:: Problems and tasks ::
• A. Answer these from the GMOS-044 thread:
(i) For how long must the "hang up phone" button on the wheel be pressed to bring up the setup screen?
(ii) What must be secured to a proper ground on the radio for the screen to turn on?
(iii) Through what source does one poster suggest ordering the steering wheel controls?
• B. Reproduce a passage from the GMOS-044 thread, beginning at the words "## Knacxjonjon (Oct" and stopping after the words "mine didn't work.".

:: Source passage ::

────────────────────

# GMOS-044 problem



## BMW11190 (Aug 29, 2013)

I just recently put in the metra wiring harness, GMOS-044 with my aftermarket double din pioneer touch screen. I am just wondering why my LCD screen on the car that gives me the time, date, and degrees does not come on. All my controls work such as the heater knob, temperature nob and such but when I change those, the screen that usually shows the change does not even turn on. Im not sure If I need to update the firmware on my double din head unit or if there is a wire I need to connect that I did not for the wiring harness to allow the stock screen to work?

any advice or pics on what I need to do would be great.

Thank you in advance.

-BEAMER


----------



## giantsfan10 (May 25, 2013)

i completely forget but i belive its a series of buttons you have to press for that screen to change time etc. i know its mentioned on a thread in here somewhere. i know i had tried to make it work when i had it installed in my cruze but i didnt have my aftermarket hu in the car long enough to figure it out completely. i think on the instruction sheet of the gmos-044 it says what to do for it.


----------



## mikeeitup (Aug 27, 2013)

DEAR GOD YOU MEAN YOU CAN MAKE IT ACTUALLY SAY THE CORRECT DATE AND TIME WITH AN AFTERMARKET HEAD UNIT?! OMG please tell me it is annoying the mother loving **** out of me.


----------



## mikeeitup (Aug 27, 2013)

Okay so I found out how to do it but you're gonna need steering wheel controls. You need to press the "hang up phone" button on the wheel for a minimum of 3 seconds. Then the set up screen will come up and you can then use the radio scroll up and down to go where you want. To select you push the button in. To go back you hit either the cal or hang up button and you can even type that message using it all. AWESOME. I've been driving for three months with it saying the wrong info and I literally was going crazy.


----------



## JankoCruze (Mar 27, 2012)

and now what do I do to fix this problem if I don't have steering wheel controls? I literally just installed by aftermarket head unit last night and can not figure out how to fix the date and time… Hopefully there is a way to fix it.


----------



## giantsfan10 (May 25, 2013)

i dont think you can..


----------



## mikeeitup (Aug 27, 2013)

Yeah the only way that I have found after couple hours of surfing is through the steering wheel. So I guess you gotta take the plunge and get the controls? They aren't very expensive if you order through the GM direct online catalog. Plus you have the GMOS-044 so you're battle ready for it.


----------



## Knacxjonjon (Oct 24, 2012)

You mean to say that there's no way to activate the center display? I'm having the same problem as @JankoCruze. Even the sounds for turning lights & backup sensor sound mine didn't work.


----------



## nybble (Mar 30, 2014)

To your original post, Make sure you have the ground wire with the loop on the end secured to a proper ground on the radio. Without that, the screen will not turn on. You'll at least get the cooling functionality screens


----------



## nybble (Mar 30, 2014)

As far as I know, without the factory SWC you can't actually modify the date/time etc. But atleast your displays will work (temperature, Heating/cooling mode changes, etc).


----------



## Livingfortheice (Apr 22, 2014)

Hey guys. Im having an issue with the ASWC. It wont program for the car/radio that i am using. Did you guys have to do anything special to get this working, or was it just plug and play for you?

thanks,
Ben


----------

────────────────────

:: Record list ::
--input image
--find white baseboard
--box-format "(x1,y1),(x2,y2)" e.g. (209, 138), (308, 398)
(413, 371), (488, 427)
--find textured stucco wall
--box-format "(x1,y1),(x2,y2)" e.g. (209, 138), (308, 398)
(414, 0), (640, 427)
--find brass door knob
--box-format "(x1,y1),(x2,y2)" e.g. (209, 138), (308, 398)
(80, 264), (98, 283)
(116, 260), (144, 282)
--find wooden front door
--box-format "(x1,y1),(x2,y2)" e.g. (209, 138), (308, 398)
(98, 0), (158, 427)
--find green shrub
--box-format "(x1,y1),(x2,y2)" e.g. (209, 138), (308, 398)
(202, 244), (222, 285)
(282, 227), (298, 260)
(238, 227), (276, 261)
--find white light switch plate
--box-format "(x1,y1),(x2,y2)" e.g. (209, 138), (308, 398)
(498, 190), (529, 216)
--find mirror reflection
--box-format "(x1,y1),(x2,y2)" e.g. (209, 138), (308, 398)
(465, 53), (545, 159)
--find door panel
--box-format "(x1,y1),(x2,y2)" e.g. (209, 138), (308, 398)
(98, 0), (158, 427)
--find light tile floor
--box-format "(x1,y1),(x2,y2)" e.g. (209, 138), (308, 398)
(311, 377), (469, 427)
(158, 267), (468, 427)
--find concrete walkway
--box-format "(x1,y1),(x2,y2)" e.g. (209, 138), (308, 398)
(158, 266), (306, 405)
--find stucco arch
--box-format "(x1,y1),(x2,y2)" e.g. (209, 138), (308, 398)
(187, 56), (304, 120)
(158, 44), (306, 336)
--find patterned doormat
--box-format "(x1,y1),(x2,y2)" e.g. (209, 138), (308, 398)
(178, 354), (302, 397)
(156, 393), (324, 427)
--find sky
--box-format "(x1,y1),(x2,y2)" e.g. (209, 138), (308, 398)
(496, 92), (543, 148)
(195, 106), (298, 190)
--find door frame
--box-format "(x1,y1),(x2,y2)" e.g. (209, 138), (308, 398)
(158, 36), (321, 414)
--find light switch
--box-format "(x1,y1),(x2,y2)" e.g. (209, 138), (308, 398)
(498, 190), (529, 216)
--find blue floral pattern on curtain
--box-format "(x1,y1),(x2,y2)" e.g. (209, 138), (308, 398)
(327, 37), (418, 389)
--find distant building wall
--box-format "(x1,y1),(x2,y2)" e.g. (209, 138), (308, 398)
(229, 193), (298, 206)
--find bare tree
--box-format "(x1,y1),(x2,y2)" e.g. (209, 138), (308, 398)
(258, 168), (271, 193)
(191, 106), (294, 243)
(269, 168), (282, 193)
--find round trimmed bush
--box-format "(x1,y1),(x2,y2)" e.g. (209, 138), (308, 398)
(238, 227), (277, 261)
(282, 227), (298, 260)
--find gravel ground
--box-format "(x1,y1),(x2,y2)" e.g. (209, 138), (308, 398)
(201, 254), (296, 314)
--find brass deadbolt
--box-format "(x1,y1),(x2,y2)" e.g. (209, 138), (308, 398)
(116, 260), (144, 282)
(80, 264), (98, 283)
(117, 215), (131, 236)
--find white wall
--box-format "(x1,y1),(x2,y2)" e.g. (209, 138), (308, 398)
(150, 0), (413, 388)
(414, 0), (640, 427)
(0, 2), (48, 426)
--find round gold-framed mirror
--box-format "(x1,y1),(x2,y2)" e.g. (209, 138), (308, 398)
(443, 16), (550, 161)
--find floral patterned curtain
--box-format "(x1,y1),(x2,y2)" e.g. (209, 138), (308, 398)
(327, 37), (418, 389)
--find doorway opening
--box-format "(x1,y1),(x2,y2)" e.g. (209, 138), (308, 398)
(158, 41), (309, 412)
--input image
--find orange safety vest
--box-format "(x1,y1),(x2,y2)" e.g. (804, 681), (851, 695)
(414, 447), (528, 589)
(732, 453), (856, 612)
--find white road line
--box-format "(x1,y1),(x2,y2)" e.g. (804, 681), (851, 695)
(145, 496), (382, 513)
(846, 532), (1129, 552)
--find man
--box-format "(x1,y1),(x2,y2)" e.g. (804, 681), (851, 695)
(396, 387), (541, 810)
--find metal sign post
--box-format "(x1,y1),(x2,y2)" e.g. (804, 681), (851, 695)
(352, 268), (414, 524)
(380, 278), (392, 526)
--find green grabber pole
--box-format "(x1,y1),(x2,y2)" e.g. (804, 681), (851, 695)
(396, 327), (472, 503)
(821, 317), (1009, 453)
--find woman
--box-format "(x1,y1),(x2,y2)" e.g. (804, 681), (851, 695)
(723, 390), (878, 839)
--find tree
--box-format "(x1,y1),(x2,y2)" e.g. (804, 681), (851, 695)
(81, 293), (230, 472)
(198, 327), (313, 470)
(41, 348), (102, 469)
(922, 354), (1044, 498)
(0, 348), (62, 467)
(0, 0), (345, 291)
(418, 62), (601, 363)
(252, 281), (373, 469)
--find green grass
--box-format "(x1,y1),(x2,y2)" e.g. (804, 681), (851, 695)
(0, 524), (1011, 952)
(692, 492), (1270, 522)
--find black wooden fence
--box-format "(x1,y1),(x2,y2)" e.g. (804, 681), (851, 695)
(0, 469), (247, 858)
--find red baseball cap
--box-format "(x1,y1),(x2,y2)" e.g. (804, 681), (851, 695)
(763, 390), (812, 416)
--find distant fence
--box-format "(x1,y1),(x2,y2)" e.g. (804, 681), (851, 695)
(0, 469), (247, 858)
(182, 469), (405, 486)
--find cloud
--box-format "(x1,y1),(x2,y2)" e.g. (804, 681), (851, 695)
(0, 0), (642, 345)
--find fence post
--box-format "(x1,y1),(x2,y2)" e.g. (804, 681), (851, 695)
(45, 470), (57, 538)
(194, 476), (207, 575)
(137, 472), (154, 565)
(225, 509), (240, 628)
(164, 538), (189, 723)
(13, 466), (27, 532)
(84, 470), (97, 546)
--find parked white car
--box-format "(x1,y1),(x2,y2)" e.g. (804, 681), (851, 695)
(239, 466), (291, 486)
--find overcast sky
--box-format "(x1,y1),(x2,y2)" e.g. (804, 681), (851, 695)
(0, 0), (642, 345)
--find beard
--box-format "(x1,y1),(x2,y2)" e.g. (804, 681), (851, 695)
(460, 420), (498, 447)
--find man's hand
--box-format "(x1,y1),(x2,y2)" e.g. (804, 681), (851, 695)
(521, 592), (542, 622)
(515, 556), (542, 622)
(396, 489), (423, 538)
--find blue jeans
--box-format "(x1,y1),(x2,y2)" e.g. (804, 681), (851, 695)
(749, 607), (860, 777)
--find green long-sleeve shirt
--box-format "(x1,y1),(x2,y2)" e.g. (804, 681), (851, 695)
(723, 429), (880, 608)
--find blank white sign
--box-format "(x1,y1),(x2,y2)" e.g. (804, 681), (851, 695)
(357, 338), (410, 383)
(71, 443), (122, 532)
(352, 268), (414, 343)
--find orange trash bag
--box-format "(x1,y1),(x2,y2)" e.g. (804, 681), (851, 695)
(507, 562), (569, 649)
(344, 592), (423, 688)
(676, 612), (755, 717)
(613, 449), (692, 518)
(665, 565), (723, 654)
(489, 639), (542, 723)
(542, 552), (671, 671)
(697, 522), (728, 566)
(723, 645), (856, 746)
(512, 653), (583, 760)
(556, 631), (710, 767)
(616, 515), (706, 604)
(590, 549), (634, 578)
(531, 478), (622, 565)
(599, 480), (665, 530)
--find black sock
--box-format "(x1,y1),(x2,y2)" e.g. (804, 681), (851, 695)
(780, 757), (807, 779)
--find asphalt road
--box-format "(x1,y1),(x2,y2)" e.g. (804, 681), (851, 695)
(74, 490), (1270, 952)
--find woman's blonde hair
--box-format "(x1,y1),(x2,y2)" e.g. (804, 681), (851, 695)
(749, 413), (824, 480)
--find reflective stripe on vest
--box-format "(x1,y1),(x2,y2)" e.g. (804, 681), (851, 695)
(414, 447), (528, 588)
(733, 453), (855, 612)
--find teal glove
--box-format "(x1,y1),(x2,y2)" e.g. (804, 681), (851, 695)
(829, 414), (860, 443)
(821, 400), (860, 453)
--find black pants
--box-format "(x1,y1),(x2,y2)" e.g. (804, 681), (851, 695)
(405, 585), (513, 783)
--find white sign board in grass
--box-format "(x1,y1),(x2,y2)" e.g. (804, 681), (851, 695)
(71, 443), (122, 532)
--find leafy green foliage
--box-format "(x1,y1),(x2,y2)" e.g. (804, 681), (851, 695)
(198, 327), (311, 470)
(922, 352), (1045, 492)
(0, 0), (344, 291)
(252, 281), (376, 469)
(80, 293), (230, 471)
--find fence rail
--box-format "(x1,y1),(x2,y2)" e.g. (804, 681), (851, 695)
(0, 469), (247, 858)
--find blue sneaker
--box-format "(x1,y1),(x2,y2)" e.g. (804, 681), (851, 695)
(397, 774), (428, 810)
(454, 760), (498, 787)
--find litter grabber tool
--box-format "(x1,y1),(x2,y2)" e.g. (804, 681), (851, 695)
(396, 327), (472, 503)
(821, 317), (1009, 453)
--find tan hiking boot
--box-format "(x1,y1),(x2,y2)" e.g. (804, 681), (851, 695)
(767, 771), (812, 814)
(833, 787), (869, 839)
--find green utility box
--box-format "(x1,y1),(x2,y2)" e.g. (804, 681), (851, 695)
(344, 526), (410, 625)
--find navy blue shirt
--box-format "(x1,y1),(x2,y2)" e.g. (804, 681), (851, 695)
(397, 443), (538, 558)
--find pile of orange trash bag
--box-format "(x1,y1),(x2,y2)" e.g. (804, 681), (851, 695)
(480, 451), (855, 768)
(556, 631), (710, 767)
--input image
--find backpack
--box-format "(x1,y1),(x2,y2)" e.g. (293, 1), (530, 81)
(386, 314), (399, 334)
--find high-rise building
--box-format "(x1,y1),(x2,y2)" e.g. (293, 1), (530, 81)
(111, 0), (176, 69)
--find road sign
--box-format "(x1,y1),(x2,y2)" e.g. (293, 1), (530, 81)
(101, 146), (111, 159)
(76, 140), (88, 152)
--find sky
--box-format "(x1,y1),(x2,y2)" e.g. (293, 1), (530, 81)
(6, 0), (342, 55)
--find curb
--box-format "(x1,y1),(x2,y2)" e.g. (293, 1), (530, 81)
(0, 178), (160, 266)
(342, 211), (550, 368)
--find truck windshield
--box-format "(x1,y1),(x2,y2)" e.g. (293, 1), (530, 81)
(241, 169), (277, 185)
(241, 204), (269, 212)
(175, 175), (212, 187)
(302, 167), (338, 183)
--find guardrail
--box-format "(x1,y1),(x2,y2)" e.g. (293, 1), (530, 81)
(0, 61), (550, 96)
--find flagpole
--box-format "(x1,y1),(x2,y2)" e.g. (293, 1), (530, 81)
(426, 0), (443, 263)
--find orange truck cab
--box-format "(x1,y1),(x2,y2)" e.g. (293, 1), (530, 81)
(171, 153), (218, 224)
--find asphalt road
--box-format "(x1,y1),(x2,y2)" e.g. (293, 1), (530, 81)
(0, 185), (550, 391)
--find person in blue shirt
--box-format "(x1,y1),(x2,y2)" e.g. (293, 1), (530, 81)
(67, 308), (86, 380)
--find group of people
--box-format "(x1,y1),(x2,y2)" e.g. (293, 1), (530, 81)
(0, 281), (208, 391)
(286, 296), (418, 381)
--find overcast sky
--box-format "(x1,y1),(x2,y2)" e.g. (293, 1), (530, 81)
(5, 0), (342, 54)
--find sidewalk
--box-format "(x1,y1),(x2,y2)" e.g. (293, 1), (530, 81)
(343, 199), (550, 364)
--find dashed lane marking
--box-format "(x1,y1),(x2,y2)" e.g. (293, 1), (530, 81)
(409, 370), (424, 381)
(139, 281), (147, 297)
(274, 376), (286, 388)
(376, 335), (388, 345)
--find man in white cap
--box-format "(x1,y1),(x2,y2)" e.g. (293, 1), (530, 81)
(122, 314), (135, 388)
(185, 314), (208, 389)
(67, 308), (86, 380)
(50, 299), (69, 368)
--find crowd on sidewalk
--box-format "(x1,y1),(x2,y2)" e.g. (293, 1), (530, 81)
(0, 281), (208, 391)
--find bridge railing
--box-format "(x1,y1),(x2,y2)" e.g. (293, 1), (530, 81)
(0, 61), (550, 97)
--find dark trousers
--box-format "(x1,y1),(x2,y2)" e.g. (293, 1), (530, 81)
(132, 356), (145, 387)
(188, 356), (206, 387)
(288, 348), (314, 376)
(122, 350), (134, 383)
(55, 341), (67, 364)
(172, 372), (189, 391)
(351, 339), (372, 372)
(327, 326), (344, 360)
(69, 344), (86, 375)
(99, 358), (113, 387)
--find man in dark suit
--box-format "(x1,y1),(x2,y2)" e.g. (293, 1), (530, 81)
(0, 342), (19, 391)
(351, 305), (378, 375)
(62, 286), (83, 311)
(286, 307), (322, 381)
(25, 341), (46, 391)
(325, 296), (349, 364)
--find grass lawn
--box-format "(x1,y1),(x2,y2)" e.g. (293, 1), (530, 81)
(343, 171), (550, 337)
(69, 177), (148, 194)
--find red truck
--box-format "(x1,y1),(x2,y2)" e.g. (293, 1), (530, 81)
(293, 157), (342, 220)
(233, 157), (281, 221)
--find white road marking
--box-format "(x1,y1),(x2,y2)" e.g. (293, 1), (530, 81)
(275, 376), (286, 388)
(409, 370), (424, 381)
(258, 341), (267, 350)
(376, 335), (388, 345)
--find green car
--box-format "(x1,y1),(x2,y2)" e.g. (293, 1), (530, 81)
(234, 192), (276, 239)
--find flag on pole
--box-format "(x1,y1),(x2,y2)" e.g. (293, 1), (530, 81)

────────────────────

:: Results in order ::
• A.
(i) A minimum of 3 seconds.
(ii) The ground wire with the loop on the end.
(iii) The GM direct online catalog.

• B.
## Knacxjonjon (Oct 24, 2012)

You mean to say that there's no way to activate the center display? I'm having the same problem as @JankoCruze. Even the sounds for turning lights & backup sensor sound mine didn't work.